SHORT EXERCISE - Lay out as a numbered list the stretch of the material below from the line containing "request = locate the rusty" through the line containing "top-left (0, 146), bottom-right (419, 286)", both ends included and blank lines omitted.

DATASET ROWS -
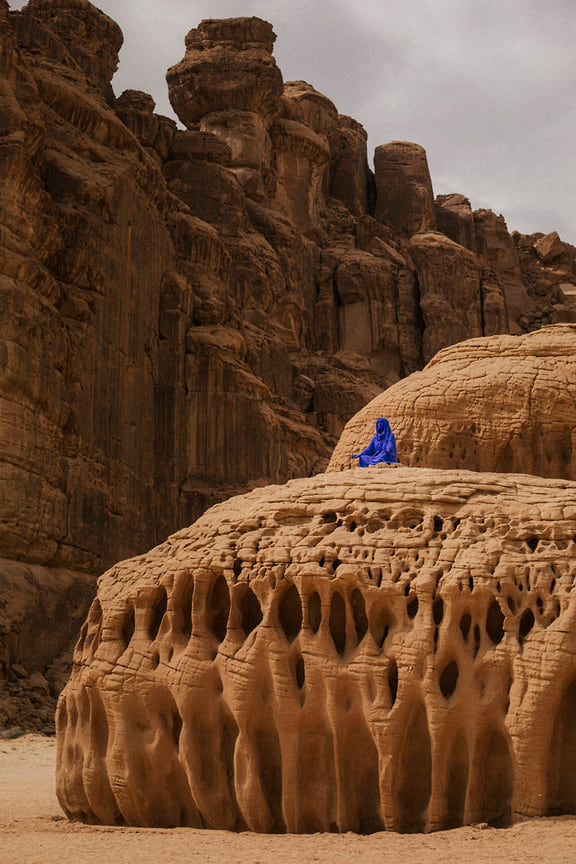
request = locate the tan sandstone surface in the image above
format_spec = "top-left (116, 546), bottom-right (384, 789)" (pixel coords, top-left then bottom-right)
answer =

---

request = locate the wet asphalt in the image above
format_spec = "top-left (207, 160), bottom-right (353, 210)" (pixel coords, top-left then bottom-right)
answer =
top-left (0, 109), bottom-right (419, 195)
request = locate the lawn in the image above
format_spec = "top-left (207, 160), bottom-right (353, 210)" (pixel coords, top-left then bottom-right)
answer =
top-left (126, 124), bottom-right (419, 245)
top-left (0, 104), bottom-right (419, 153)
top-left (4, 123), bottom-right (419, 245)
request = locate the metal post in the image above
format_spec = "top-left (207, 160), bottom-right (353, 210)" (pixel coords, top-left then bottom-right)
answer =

==

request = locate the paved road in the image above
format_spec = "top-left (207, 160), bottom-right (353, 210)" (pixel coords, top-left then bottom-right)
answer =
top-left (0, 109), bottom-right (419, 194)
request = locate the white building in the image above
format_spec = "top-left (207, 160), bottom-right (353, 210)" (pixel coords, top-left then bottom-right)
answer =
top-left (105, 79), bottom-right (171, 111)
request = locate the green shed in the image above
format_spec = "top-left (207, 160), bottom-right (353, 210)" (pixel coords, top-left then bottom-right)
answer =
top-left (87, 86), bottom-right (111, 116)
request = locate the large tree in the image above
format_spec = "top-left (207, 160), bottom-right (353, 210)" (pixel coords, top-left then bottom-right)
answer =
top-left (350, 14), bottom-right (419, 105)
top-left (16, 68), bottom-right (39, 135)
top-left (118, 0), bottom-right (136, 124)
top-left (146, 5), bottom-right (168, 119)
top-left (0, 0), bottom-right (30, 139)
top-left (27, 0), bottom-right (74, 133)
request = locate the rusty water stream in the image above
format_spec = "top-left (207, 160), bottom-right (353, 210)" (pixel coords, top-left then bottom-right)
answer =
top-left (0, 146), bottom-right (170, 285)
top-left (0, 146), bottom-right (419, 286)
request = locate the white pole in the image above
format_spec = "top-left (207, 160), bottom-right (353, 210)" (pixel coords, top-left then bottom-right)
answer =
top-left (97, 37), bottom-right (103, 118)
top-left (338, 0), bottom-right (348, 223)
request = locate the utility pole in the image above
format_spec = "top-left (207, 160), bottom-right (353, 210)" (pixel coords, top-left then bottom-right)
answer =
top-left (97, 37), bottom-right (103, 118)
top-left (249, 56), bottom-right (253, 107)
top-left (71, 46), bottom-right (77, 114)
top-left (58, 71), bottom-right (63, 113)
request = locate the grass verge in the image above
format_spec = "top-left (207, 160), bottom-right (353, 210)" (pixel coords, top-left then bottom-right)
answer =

REPLY -
1. request = locate the rusty water stream in the image above
2. format_spec = "top-left (207, 160), bottom-right (353, 210)" (pixel coords, top-left then bottom-right)
3. answer =
4. top-left (0, 146), bottom-right (170, 285)
5. top-left (0, 146), bottom-right (419, 286)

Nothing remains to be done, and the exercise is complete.